→ WORK TO DO: Select each line in the entries that contains the word "person", and copy those lines out.

[Records of labeled boxes]
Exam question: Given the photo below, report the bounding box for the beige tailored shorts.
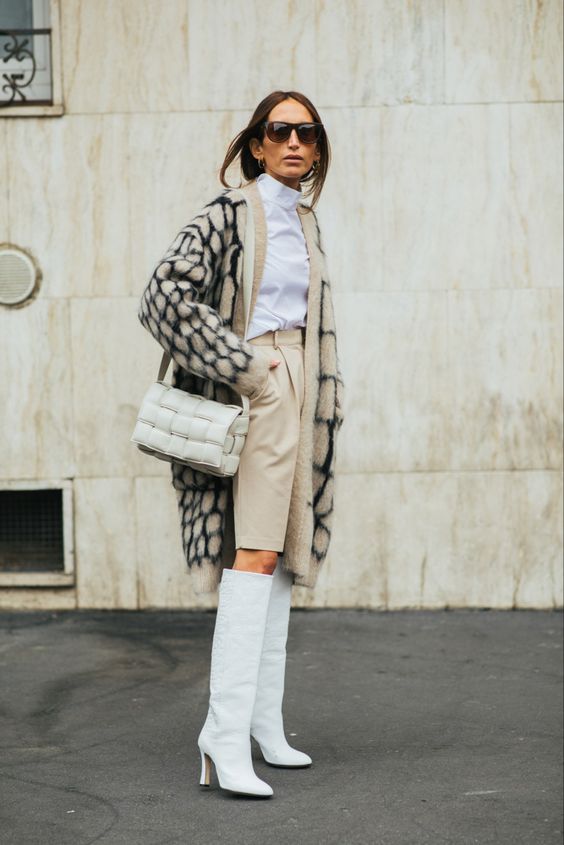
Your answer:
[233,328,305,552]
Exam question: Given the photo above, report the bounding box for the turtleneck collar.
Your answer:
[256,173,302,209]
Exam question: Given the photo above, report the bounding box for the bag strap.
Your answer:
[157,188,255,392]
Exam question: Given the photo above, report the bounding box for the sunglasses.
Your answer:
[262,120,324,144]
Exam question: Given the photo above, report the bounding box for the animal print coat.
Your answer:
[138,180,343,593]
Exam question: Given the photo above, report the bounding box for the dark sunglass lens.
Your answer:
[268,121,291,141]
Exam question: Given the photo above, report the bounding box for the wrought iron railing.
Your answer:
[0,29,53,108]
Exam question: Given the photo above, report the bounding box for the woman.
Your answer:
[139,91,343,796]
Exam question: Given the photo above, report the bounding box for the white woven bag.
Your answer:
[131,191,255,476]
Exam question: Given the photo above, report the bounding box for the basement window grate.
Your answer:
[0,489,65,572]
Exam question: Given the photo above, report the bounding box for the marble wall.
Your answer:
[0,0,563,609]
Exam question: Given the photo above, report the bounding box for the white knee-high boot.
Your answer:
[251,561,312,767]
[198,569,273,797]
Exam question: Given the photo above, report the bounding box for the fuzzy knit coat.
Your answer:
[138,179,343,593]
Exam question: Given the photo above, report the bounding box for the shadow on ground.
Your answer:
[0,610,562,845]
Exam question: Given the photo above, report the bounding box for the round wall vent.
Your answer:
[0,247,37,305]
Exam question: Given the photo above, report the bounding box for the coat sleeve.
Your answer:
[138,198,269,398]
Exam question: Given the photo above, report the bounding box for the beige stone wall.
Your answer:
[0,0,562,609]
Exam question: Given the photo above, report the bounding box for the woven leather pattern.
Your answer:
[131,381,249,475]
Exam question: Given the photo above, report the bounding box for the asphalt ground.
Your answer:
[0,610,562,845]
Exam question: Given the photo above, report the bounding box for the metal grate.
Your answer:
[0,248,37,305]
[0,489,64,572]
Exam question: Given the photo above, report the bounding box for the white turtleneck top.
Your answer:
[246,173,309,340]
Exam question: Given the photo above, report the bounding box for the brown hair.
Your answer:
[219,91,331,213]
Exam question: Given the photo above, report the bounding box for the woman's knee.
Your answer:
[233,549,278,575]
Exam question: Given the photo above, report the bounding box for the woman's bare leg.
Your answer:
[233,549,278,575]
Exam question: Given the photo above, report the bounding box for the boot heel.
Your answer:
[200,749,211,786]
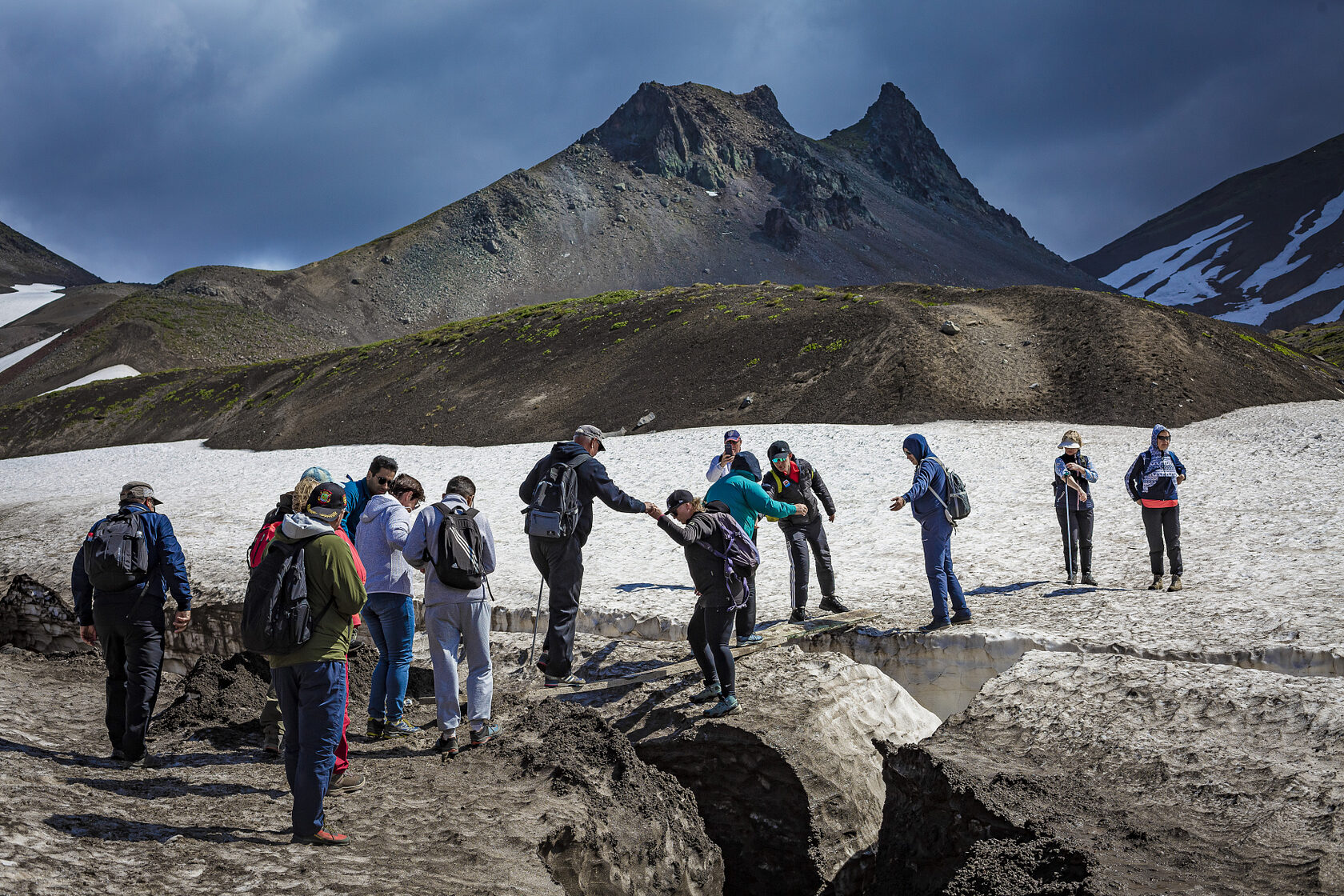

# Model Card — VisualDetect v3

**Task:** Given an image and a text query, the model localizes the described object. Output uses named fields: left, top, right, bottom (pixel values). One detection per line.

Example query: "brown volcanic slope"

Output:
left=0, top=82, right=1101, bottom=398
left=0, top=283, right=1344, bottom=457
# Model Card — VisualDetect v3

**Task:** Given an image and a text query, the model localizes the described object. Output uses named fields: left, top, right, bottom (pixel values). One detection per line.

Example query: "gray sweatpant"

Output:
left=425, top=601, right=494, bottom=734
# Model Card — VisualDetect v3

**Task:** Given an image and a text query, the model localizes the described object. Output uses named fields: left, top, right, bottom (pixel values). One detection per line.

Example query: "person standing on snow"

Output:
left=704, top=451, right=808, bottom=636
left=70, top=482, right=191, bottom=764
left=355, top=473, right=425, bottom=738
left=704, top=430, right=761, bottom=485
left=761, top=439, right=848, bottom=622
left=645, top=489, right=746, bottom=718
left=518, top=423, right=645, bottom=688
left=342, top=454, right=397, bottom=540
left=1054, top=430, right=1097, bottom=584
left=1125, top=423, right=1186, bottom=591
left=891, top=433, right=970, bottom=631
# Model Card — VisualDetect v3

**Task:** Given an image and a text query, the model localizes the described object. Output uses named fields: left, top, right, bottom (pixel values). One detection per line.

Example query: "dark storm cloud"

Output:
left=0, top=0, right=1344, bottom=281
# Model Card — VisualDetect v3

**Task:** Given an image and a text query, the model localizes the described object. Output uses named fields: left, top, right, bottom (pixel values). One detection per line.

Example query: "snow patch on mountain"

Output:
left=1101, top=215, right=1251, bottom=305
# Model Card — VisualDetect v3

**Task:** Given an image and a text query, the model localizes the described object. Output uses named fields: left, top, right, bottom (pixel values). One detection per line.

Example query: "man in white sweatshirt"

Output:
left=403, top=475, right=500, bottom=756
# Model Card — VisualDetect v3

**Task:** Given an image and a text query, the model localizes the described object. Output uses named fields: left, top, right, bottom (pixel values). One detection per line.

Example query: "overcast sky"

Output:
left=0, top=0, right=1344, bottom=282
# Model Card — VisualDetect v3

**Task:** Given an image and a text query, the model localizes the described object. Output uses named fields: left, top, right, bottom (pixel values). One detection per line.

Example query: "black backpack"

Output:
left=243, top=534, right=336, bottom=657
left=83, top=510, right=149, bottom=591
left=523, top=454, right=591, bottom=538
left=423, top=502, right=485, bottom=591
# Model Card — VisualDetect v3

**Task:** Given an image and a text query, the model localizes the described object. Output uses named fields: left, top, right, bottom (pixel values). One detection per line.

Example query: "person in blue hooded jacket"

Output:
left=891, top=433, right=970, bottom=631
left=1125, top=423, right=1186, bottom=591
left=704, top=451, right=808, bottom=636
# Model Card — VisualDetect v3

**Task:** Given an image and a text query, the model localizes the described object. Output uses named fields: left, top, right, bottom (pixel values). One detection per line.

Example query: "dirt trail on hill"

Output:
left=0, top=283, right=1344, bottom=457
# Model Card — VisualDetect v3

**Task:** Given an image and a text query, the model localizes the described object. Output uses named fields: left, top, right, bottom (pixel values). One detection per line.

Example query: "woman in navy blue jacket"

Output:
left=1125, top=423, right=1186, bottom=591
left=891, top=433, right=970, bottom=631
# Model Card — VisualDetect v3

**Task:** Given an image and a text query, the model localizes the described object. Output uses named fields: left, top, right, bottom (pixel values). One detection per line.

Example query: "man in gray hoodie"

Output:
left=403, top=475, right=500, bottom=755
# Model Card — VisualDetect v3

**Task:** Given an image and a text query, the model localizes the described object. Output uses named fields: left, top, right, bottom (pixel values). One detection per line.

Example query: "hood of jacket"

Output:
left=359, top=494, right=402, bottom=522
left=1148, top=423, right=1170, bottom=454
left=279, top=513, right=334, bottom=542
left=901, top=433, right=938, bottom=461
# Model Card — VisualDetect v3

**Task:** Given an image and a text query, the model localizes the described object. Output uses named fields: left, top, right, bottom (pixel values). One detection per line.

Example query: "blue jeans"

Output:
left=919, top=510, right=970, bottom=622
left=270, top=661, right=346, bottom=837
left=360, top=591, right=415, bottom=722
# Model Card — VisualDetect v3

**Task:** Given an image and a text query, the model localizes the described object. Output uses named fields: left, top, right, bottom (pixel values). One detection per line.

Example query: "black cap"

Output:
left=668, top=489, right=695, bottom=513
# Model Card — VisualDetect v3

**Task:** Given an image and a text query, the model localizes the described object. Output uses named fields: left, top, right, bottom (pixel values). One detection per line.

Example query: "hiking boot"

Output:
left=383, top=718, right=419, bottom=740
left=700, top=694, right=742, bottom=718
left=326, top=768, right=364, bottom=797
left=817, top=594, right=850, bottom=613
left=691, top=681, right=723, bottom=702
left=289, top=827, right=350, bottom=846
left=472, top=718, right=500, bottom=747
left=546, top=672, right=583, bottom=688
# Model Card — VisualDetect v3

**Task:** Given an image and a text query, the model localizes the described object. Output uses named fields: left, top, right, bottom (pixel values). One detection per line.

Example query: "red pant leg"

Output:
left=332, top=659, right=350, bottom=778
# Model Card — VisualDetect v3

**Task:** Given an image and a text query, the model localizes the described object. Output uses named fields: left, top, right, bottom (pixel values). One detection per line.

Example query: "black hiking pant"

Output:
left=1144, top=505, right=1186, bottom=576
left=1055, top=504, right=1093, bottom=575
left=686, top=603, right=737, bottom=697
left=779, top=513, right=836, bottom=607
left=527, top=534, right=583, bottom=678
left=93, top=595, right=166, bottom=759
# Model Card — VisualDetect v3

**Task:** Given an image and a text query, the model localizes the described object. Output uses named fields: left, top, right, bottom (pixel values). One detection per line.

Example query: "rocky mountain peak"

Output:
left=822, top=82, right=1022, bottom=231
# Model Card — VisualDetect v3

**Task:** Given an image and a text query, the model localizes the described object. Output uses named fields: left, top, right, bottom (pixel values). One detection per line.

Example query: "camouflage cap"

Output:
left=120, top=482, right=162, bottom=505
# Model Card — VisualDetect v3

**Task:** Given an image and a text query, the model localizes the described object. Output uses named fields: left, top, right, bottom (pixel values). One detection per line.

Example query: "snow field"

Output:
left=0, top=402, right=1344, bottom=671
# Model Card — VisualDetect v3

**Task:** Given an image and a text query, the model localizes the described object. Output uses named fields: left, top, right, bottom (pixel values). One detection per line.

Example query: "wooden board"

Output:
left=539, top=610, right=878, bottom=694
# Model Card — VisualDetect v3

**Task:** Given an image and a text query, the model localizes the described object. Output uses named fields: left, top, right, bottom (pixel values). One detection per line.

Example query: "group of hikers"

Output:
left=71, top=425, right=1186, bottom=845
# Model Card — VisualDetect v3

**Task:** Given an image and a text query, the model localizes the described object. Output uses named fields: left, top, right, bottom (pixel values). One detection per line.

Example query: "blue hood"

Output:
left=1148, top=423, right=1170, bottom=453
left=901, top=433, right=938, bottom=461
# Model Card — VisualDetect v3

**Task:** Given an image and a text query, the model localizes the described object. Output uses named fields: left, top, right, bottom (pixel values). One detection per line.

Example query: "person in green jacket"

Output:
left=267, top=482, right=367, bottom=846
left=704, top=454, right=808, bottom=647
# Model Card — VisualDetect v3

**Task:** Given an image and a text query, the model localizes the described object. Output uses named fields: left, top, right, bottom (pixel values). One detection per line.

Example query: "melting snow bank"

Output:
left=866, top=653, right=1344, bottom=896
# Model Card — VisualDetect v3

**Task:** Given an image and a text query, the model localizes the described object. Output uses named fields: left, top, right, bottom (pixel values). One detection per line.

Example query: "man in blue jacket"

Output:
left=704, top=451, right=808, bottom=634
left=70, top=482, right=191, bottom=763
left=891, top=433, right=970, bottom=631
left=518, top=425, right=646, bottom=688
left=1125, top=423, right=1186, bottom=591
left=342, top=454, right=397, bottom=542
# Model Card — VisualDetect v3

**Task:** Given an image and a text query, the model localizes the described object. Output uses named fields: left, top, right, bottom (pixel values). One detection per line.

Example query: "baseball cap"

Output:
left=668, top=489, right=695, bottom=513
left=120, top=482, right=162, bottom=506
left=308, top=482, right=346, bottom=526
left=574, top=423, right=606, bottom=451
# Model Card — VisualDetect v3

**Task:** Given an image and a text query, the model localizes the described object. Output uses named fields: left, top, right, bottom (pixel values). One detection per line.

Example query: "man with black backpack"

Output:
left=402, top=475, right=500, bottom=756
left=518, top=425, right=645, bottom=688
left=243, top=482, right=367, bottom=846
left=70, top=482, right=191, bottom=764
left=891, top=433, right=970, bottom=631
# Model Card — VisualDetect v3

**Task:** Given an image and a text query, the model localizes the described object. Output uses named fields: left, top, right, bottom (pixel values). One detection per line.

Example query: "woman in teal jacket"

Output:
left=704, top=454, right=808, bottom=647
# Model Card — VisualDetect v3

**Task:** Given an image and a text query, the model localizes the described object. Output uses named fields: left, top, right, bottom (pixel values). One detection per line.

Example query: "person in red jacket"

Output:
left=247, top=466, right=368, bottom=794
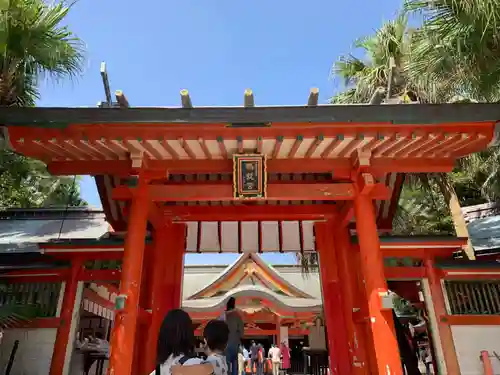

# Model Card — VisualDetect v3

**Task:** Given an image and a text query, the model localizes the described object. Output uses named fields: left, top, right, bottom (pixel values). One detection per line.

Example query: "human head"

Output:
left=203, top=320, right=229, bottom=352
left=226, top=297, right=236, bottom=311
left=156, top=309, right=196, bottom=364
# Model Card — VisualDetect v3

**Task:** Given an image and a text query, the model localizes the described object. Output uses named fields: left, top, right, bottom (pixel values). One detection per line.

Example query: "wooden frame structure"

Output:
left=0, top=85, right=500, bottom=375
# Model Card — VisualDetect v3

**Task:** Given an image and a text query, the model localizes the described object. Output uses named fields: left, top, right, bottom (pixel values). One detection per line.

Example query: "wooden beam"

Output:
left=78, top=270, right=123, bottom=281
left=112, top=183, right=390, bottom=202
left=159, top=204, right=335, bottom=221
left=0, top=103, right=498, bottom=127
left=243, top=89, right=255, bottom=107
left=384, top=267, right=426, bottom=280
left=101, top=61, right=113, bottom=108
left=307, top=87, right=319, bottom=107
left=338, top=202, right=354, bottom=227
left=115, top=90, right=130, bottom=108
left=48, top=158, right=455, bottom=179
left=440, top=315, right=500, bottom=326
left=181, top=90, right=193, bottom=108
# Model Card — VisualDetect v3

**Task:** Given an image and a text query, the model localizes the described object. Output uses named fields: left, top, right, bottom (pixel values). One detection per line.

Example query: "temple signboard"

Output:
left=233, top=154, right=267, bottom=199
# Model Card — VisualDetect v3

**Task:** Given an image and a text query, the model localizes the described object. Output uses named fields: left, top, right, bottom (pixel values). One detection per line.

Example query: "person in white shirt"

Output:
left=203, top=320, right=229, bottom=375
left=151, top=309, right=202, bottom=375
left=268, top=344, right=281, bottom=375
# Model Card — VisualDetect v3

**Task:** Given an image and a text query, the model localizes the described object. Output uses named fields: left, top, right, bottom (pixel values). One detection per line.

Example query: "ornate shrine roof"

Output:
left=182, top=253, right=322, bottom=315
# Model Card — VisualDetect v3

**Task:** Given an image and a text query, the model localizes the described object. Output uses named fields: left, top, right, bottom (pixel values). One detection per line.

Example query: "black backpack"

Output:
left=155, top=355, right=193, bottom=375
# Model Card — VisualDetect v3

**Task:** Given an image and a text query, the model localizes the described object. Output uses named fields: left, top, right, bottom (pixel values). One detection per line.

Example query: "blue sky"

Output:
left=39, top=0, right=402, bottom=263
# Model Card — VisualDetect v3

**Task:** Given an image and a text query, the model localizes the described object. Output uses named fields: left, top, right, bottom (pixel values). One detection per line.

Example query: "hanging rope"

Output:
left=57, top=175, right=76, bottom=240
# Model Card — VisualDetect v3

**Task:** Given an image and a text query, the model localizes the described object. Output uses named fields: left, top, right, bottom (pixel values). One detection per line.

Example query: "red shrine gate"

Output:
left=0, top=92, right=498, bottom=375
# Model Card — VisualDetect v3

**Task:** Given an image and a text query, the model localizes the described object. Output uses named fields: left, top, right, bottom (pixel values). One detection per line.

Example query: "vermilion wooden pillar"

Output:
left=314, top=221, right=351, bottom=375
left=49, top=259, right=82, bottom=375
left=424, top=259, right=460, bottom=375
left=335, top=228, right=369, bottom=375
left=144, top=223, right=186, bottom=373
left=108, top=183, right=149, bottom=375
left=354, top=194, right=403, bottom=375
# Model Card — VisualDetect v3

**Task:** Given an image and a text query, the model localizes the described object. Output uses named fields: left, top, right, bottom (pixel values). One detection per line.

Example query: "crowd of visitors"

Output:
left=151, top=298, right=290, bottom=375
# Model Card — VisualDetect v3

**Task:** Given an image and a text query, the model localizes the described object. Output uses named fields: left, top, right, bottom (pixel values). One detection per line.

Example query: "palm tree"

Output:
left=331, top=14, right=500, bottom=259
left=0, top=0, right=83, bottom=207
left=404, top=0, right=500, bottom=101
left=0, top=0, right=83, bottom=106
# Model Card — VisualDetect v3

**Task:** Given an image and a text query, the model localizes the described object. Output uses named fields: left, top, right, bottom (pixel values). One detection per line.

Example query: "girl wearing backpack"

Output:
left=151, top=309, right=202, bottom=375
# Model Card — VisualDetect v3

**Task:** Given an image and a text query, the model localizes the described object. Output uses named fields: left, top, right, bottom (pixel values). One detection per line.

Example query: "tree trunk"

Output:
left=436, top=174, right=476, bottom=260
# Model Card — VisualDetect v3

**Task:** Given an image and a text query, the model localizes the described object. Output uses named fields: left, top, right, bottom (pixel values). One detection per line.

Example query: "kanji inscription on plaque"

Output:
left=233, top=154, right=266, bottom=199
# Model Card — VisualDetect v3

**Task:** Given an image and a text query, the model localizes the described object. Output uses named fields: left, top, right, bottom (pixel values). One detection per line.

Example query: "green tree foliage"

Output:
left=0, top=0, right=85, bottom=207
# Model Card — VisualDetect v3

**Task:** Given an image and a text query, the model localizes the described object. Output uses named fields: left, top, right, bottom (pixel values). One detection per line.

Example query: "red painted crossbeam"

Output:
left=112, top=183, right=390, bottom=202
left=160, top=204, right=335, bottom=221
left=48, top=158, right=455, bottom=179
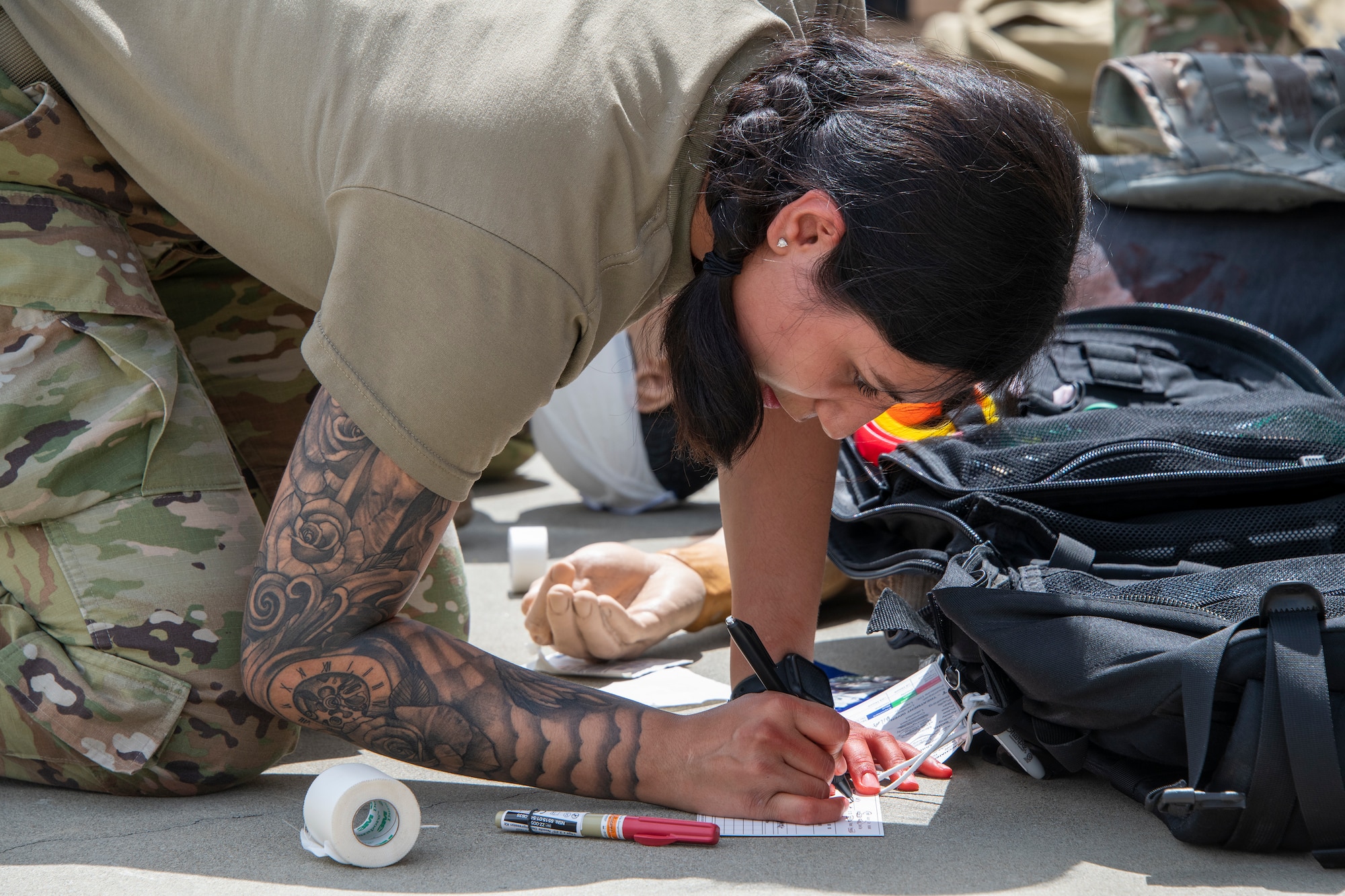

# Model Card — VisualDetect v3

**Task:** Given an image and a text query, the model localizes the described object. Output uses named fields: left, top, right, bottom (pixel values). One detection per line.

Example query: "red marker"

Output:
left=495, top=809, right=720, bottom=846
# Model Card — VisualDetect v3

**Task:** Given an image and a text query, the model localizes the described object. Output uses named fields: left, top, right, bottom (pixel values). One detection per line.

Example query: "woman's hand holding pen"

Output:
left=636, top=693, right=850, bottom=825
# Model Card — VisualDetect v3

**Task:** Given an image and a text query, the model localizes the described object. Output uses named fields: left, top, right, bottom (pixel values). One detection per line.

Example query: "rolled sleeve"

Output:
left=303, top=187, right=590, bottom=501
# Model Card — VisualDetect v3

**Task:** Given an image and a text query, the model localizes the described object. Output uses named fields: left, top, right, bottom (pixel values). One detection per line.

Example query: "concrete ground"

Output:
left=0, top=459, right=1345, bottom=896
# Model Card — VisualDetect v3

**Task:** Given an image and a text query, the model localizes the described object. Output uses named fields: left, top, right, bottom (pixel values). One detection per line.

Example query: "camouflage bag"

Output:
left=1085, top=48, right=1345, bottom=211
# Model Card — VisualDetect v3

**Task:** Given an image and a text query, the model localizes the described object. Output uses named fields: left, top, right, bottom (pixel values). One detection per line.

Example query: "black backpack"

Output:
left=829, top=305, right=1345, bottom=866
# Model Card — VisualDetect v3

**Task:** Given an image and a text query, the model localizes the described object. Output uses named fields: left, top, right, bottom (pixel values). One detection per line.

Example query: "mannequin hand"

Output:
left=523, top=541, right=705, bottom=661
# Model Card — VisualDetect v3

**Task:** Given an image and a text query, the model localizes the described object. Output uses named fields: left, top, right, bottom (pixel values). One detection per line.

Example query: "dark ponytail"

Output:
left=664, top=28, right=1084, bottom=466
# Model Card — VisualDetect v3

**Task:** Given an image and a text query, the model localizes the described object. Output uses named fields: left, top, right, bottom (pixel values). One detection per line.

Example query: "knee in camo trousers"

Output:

→ ANSWER FOR THE TASK:
Example query: "person standing on snow"
Example query: "person in blue hooded jacket"
Example query: "person in green jacket"
Example query: "person in red jacket"
Example query: "person in white shirt"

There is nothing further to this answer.